İslam ve Diğer Dinler Tarihi

Türklerin İslam Dinine Geçişi

İslamiyetin doğduğu dönemde, Çin saldırıları sonucu birliğini kaybeden Göktürk Devleti yerine birçok yeni Türk devleti kurulmuştu. Yeni kurulan devletlerin bir çoğu Gök Tanrı, Manihaizm ve Budizm gibi dinleri benimsemişti. Türkler, 642 yılında Nihavent Savaşı’ndan sonra ilk kez Müslüman Araplarla karşı karşıya geldiler ve bu zamandan itibaren İslamiyet’le ilgili bilgi edinmeye başladılar. Türklerin Araplarla karşılaşmalarıyla birlikte İslam dinine giriş süreci de başladı.11 Ancak İslam, Türklerin tamamına aynı zamanda tebliğ edilmedi. Bu sebeple Türklerin bir kısmı İslam’la muhatap olurken diğer bazı Türk toplulukları, böyle bir dinden uzun bir zaman sonra haberdar oldu. Dolayısıyla Türklerin İslam dinine girişi uzun zaman dilimine yayıldı.

Emeviler Dönemi’nde Türkistan’da gerçekleştirilen fetihler sonrasında Türkler, İslam’ı daha yakından tanıma fırsatı buldular. Ancak Emevilerin takip ettiği bazı olumsuz politikalar Türkler arasında İslam’ın yayılmasını engelledi. Emeviler Dönemi’nde yapılan bütün yanlış ve haksız uygulamalara rağmen bazı olumlu gelişmeler de yaşandı. Örneğin Kuteybe bin Müslim, valiliği zamanında (705-715) Buhara, Beykent ve Semerkant gibi Türk şehirlerinde camiler yaptırdı. Ayrıca fethedilen yerlerde Türk ailelerin yanına bazı Müslüman Arap ailelerini yerleştirdi. Buhara ve başka bazı yerlerde cuma namazına gelenlere teşvik amaçlı hediyeler dağıttı.

Emevi halifeleri arasında Ömer bin Abdülaziz (717-720) İslam’ın yayılması için en çok çaba gösteren kişidir. Ancak halifeliği çok kısa sürmüştür. O Emevilerin umumi politikalarına karşı çıktı ve Müslümanlar arasında ayrım yapılmaması gerektiğini savundu. Valilere gönderdiği mektuplarda bütün insanlara iyi davranılmasını ve Müslüman olanlardan asla vergi alınmamasını istedi. Türkistan seferlerini durdurdu, bölgeye yeni idareciler atadı ve onlardan adil bir yönetim icra etmelerini istedi. Türk yöneticilerine İslam’ı tebliğ amaçlı mektuplar gönderdi. Yine Türklerin yaşadığı bölge ve şehirlerde, Müslüman bilginleri İslam’ı tanıtmakla görevlendirdi. Onun döneminde Maveraünnehir’de İslamiyet diğer dönemlere oranla daha çok yayıldı. İdareci ve kumandanların halka insanca muamele ettiği dönemlerde İslamiyete daha sıcak bakılmış ve aynı oranda İslamiyet benimsenmiştir.

> **Alıştırmanın Amacı**: Türklerin İslam dinine geçişini anlatan yukarıdaki metni son cümlesinden sonrasıyla sürdürün. Bu malzeme, metinden ayrı olarak başka bir kaynaktan alınmıştır.

> **Ham Veri**:

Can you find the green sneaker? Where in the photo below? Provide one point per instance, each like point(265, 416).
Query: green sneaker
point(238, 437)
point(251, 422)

> **Yanıt**:
Emeviler Dönemindeki bu çabalar sonucunda Arapların yönetimine geçen bölgelerde yaşayan Türklerin bir kısmı Müslüman oldu. Ayrıca Aşağı Türkistan’da bazı küçük devletlerin yöneticileri de İslam’ı seçtiler. Örneğin Bazğiş ve civarının hükümdarı Nizek Tahran, Toharistan Hakanı Yabgu Beg, Buhara Hükümdarı Tuğşat, Semerkant ve Soğd Hükümdarı Akşit Guzek (Oğuz Beg) Müslüman oldular.

Abbasiler, Emeviler gibi katı bir politika izlemedi. Abbasilerin bu tutumu, Türkler arasında İslamiyet’in yayılmasını hızlandırdı. Abbasiler, Arap olmayanlara karşı Emevilere göre daha sıcak davrandılar. Diğer taraftan Talas Savaşı’ndan sonra Türklerin Abbasilerle yakınlaşması, Türklerin İslamiyet’i benimsemesine müsait bir ortam hazırladı. Bu savaştan sonra İslamiyet, Türkler arasında daha geniş çapta yayıldı. Abbasilerin ikinci halifesi Cafer el-Mansur’la (754-775) birlikte Türkler, Abbasi Devleti’nde görev almaya başladı. Öte yandan oğlu Mehdi (775-785) de Soğd, Toharistan, Fergana, Uşrusana, Karluk, Dokuzoğuz ve diğer bazı Türk hükümdarlarına elçiler göndererek onları İslam’a davet etti. Halife Me’mun (813-833) Aşağı Türkistan ve çevresinde İslamiyet’in yayılması için yoğun çaba sarfetti ve hükümdar ailelerini İslam’a davet etti. Bu gayreti neticesinde Uşrusana Hükümdarı Kavus, Müslüman oldu. Yine Me’mun zamanında İslam dinine girip Abbasi Devleti’nde görev alan Afşin, Aşnas, Boga ve İtah gibi Türk komutanlar, geldikleri bölgelerin yönetici ya da hükümdar ailesine mensup kimselerdi. Türklere gösterilen bu sıcak ilgi Mu’tasım (833- 842) döneminde de devam etti. Böylece Me’mun ve Mu’tasım dönemlerinde Meveraünnehir ahalisinin büyük çoğunluğu İslamiyet’i kabul etti.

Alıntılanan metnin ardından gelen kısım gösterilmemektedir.